Work to do:
Rewrite every line of the records below, requests included, and increase each x and y coordinate in the answers by 96. Leave the numbers in the requests and their format samples unchanged.

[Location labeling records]
(begin)

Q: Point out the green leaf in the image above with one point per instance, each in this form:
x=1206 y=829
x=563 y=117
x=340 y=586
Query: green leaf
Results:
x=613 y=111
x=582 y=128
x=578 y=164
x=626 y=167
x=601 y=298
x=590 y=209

(end)

Completed task:
Q: Point out the green leaf in the image above with one point per instance, each in this form:
x=1206 y=829
x=563 y=117
x=340 y=586
Query: green leaf
Results:
x=709 y=207
x=678 y=224
x=674 y=260
x=722 y=263
x=697 y=394
x=686 y=305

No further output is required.